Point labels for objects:

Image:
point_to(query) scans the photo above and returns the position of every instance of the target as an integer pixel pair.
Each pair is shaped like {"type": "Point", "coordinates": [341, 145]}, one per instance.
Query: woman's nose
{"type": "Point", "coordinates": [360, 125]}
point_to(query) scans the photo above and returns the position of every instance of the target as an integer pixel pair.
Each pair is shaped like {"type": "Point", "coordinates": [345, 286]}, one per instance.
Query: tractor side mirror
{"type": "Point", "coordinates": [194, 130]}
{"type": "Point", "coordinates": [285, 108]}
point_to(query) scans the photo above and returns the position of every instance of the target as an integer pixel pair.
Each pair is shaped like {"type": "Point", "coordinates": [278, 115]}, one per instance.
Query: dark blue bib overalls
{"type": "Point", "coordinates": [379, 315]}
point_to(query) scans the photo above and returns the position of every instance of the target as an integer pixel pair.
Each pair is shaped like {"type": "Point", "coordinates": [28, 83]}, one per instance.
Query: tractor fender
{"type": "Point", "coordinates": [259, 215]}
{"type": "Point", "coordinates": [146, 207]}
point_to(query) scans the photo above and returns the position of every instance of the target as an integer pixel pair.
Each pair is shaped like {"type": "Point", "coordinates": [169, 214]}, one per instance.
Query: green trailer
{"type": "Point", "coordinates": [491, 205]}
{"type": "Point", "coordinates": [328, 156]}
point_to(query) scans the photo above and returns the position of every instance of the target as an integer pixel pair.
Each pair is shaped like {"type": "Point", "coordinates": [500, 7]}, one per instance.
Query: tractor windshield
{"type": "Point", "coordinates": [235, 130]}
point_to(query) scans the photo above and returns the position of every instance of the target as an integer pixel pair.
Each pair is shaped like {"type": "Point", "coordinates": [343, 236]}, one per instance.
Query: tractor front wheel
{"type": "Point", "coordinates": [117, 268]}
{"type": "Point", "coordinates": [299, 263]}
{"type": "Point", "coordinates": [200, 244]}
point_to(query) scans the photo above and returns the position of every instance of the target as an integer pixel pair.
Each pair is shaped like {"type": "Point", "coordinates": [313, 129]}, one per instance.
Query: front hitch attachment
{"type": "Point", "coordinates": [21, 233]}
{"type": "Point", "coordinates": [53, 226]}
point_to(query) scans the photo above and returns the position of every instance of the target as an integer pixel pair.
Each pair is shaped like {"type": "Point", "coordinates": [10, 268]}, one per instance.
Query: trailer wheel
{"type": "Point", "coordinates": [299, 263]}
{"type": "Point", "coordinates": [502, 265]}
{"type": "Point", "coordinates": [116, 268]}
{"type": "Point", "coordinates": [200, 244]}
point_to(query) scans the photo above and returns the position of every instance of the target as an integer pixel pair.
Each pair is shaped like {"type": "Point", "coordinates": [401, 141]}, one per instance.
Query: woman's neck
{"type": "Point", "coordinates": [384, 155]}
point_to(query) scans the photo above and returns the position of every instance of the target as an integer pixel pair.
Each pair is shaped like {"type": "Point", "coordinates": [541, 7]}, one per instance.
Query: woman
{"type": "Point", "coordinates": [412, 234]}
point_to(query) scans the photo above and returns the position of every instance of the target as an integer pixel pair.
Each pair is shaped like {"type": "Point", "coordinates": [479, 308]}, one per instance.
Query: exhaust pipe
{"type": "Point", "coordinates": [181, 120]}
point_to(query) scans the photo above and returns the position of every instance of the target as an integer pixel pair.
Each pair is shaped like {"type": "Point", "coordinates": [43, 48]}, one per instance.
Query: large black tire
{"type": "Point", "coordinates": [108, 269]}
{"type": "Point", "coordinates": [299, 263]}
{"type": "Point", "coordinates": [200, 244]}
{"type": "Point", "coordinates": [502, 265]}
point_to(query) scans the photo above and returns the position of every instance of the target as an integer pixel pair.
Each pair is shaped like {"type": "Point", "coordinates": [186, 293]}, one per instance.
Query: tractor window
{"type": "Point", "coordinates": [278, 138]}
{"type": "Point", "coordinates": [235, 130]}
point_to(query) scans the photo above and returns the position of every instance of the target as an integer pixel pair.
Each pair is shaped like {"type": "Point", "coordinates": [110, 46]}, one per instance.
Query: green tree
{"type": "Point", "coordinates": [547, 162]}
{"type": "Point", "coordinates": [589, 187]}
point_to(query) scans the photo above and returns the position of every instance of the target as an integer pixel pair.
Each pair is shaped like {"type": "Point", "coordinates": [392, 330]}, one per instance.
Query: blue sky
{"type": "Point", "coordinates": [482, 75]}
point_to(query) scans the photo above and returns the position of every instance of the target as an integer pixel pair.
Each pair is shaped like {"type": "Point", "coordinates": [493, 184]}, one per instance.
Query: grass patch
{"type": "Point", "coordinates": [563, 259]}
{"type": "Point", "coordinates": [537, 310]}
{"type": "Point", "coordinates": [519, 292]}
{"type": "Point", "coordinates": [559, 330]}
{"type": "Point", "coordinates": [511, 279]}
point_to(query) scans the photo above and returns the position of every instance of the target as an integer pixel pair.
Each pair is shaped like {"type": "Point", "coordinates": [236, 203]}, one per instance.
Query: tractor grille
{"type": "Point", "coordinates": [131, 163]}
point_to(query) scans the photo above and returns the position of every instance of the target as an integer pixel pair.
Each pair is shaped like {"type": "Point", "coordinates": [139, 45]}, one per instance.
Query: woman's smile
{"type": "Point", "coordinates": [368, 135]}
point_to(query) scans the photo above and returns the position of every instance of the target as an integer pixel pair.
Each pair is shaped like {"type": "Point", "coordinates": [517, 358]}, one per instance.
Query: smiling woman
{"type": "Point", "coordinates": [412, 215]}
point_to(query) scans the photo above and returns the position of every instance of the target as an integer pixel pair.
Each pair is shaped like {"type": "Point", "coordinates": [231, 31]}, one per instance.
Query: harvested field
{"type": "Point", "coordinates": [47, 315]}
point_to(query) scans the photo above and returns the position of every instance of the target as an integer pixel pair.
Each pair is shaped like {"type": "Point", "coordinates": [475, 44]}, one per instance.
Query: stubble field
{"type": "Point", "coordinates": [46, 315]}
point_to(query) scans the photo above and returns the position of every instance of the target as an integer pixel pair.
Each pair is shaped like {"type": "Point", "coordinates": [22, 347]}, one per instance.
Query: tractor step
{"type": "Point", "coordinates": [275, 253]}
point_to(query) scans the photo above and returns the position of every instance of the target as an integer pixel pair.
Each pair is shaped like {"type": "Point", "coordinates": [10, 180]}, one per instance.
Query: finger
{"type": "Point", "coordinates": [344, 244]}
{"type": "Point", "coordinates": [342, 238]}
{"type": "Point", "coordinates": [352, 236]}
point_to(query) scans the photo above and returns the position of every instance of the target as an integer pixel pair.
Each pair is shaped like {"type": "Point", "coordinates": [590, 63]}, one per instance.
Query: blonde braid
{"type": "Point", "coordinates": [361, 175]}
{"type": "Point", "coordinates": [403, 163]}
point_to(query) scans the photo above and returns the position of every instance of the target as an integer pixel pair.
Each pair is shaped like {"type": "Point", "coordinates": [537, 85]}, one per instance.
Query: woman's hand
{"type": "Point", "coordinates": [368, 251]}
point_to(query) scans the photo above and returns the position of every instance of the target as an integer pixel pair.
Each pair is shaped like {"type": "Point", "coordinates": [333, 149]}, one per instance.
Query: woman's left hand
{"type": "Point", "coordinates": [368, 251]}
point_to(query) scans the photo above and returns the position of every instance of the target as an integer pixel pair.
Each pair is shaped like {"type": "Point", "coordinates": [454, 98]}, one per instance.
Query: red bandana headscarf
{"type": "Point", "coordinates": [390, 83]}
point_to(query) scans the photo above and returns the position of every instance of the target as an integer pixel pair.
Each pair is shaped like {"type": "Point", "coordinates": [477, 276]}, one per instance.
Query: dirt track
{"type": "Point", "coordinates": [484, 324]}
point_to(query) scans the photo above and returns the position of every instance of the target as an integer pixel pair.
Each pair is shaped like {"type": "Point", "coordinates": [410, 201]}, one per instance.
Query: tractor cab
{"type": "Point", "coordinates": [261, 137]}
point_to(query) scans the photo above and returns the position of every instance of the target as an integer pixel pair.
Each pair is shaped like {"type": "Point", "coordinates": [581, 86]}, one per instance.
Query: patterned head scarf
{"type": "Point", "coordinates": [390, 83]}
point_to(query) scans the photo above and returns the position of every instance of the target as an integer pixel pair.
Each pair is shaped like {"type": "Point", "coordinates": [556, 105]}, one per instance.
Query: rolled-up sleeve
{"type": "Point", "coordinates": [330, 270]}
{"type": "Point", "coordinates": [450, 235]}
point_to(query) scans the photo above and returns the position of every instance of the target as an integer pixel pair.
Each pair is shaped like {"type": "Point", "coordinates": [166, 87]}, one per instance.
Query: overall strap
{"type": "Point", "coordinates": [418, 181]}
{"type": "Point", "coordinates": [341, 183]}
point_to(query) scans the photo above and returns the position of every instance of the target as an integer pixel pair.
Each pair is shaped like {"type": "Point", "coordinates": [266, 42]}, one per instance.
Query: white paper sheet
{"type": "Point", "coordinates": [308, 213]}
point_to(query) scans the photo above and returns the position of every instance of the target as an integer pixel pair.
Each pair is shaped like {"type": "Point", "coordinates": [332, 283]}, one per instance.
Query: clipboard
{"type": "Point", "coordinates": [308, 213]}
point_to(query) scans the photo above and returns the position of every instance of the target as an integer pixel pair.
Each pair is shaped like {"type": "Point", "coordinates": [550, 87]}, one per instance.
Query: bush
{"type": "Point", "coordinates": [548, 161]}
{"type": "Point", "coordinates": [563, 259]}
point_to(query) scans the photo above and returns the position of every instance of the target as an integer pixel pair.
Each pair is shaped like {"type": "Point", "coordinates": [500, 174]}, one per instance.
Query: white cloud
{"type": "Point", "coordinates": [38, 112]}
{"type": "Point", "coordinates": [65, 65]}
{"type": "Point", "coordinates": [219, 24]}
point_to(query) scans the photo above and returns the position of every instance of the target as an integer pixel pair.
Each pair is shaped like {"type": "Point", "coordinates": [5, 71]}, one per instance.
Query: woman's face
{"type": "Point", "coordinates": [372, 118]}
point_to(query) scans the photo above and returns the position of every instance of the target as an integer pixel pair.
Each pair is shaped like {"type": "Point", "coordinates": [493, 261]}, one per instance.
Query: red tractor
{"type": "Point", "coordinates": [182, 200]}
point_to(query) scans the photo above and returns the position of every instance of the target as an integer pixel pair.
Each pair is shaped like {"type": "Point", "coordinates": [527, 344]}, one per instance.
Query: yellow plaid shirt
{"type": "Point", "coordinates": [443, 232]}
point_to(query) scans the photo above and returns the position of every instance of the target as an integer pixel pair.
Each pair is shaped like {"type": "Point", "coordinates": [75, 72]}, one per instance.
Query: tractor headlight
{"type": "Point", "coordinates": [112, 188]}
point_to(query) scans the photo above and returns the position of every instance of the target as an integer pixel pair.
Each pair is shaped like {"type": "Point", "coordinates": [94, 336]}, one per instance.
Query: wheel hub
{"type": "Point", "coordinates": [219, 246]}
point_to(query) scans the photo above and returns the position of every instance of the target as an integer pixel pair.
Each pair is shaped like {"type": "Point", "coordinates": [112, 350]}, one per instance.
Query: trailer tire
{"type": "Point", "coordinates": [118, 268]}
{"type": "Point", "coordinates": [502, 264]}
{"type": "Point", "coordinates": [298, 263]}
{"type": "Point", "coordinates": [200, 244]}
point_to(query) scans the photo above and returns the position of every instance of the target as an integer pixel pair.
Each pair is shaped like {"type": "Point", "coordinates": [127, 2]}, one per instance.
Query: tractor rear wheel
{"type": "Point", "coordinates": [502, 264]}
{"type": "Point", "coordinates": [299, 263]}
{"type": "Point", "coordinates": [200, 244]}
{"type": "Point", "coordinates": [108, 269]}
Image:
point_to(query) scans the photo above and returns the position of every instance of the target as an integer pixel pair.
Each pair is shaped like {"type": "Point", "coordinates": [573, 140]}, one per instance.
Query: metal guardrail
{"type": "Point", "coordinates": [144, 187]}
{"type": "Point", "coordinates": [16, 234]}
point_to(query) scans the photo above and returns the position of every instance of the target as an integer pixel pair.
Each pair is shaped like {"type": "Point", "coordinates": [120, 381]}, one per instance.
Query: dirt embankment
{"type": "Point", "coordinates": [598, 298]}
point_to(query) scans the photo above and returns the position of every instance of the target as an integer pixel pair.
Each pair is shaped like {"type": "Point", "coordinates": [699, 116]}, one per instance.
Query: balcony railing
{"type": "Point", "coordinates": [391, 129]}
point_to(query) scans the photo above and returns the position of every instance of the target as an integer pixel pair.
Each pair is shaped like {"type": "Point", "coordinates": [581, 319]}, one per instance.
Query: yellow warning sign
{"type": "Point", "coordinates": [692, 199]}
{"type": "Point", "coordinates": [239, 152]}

#### [Short task]
Return every line above that contains the word "green", treating uppercase and lowercase letters as distinct.

#### [Solution to the problem]
Query: green trailer
Query: green tree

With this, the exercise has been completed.